» What is required
Comb the records below for the string "swan" and copy each line where it turns up.

» Data to process
-- Opening Marker --

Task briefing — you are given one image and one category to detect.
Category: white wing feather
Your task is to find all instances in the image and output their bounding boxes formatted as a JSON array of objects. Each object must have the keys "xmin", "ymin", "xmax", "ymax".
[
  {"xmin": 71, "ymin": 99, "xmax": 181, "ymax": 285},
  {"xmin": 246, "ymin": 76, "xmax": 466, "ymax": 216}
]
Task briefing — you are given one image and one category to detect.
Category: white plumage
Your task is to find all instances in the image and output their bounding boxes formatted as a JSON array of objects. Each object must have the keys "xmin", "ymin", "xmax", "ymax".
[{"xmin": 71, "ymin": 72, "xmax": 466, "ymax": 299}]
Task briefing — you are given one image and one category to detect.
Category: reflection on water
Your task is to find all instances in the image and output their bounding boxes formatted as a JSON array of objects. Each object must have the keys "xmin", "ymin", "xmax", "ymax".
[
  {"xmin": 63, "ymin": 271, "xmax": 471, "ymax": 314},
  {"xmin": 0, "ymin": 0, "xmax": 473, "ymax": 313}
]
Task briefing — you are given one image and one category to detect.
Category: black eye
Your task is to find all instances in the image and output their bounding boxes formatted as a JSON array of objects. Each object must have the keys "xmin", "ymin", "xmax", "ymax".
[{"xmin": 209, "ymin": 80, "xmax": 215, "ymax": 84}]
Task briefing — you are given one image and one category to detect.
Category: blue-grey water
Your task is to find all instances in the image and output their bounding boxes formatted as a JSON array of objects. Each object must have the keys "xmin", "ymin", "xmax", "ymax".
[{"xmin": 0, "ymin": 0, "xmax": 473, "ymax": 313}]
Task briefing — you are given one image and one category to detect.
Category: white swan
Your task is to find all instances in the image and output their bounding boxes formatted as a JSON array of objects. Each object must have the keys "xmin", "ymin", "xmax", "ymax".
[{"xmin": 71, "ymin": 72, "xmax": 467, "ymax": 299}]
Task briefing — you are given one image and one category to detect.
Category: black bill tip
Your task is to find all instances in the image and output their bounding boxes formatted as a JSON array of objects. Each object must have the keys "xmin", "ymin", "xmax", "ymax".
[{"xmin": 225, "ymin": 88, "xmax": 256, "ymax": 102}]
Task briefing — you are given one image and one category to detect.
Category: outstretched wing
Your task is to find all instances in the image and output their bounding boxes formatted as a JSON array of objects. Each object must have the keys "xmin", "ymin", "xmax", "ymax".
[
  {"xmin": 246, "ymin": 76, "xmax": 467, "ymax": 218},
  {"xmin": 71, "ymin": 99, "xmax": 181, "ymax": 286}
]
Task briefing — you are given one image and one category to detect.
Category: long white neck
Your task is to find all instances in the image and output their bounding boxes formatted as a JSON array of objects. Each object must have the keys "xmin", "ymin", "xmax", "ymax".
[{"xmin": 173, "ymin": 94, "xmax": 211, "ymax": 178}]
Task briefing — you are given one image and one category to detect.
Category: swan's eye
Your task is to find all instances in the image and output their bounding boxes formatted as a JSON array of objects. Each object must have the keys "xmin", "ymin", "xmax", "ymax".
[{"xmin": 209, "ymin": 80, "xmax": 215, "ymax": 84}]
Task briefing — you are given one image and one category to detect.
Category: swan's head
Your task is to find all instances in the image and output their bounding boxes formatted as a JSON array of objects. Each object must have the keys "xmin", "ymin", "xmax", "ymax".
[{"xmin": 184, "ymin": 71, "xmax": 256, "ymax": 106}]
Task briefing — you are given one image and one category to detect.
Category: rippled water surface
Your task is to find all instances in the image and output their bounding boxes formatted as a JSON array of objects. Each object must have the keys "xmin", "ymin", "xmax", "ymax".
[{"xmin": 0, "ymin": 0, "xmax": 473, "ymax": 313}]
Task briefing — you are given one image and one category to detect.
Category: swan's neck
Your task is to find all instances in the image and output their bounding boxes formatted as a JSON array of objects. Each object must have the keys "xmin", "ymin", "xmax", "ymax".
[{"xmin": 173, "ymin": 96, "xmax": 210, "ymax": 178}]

-- Closing Marker --

» Task solution
Category: white swan
Category: swan's eye
Category: swan's head
Category: swan's neck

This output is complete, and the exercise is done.